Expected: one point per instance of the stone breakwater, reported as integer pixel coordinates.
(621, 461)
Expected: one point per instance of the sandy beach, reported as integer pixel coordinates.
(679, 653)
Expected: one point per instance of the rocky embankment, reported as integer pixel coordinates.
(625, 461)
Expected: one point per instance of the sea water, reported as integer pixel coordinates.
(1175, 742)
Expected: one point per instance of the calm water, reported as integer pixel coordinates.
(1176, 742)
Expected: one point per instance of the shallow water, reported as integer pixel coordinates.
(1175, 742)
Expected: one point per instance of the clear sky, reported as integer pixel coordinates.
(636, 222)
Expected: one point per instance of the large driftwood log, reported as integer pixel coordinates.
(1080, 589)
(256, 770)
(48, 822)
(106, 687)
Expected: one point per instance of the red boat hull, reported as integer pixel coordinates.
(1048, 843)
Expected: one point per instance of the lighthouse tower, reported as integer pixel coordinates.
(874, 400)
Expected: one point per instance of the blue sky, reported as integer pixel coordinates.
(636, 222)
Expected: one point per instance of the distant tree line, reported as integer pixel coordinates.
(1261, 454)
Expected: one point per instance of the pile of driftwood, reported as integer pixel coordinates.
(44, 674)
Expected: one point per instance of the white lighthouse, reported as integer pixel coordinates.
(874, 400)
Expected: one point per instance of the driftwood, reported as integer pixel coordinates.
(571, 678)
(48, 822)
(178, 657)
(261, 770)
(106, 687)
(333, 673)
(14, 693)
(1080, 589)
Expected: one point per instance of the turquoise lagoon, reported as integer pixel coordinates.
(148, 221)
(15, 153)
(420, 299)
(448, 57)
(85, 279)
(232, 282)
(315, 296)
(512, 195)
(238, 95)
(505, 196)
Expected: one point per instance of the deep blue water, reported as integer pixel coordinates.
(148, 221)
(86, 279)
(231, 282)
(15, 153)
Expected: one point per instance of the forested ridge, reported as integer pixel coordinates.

---------------

# JOB:
Write out the records shown above, exactly as they appear.

# REPLY:
Expected: one point per instance of the stone breakwater, reported as integer pixel coordinates.
(621, 461)
Expected: one point per instance of the sandy beach, reported as integer pixel coordinates.
(679, 653)
Expected: one point per instance of the rocky embankment, reported as integer pixel coordinates.
(625, 461)
Expected: one point per instance of the sea water, reported as integer pixel coordinates.
(1175, 742)
Expected: one point per instance of the calm water, reported as integer pixel coordinates.
(1176, 742)
Expected: one point per instance of the shallow water, reported as integer pixel coordinates.
(1175, 742)
Expected: one point per instance of the clear sky, reported as integer pixel coordinates.
(636, 222)
Expected: one point per instance of the large driftwood log, reported as integer pixel coordinates.
(1080, 589)
(256, 770)
(48, 822)
(106, 687)
Expected: one point per instance of the red boat hull, reported as integer pixel coordinates.
(1048, 843)
Expected: one point per instance of the lighthouse tower, reported as integer pixel coordinates.
(874, 400)
Expected: one point per instance of the blue sky, reported as integer pixel coordinates.
(636, 222)
Expected: one point per instance of the distant tree line, reported as integer pixel coordinates.
(1261, 454)
Expected: one point per instance of the pile of driftwood, reported as integer pixel coordinates.
(44, 674)
Expected: one point per instance of the white lighthouse, reported as integer pixel coordinates.
(874, 400)
Expected: one point per instance of the driftwood, reported as integer pixel coordinates.
(571, 678)
(48, 822)
(178, 657)
(261, 770)
(106, 687)
(333, 673)
(14, 693)
(1080, 589)
Expected: one point per instance of the turquoise lagoon, reported as integer pixel coordinates.
(148, 221)
(15, 153)
(420, 299)
(448, 57)
(85, 279)
(232, 282)
(315, 296)
(512, 195)
(238, 95)
(505, 196)
Expected: one point per instance of the deep blue water, reported as integer pixel coordinates.
(148, 221)
(86, 279)
(231, 282)
(15, 153)
Expected: one point per instance of the forested ridge, reported as integer pixel coordinates.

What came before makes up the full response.